Exercise: Rewrite all of the data below, replacing "query" with "prompt" and keeping everything else the same. Leave out the pictures.

[Position annotation data]

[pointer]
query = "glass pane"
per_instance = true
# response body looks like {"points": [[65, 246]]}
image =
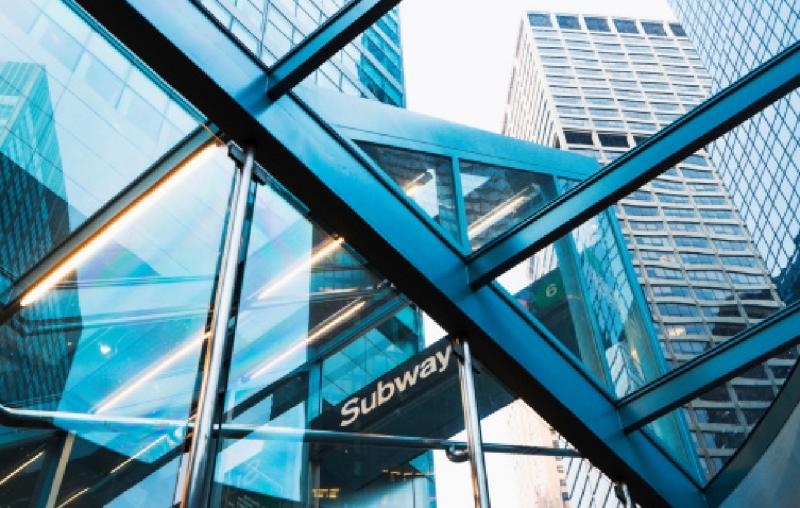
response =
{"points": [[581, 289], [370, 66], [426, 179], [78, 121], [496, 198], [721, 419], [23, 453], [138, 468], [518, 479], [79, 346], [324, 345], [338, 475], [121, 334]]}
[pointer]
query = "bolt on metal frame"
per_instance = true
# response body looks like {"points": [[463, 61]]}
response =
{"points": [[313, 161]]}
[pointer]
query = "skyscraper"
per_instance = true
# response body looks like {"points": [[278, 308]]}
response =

In response:
[pointer]
prompt = "glass pane"
per_instance = true
# response body looks like {"points": [[65, 246]]}
image =
response =
{"points": [[581, 289], [370, 66], [426, 179], [78, 121], [496, 198], [721, 419], [23, 453], [138, 468], [518, 479], [79, 346], [324, 345], [338, 475], [121, 334]]}
[pointer]
prompt = "bolt on metal frame"
per_instance = true
# response body looks like {"points": [[463, 61]]}
response =
{"points": [[313, 161]]}
[pointer]
prompt = "skyscraper"
per_instance = true
# response body looks like {"points": [[278, 308]]}
response =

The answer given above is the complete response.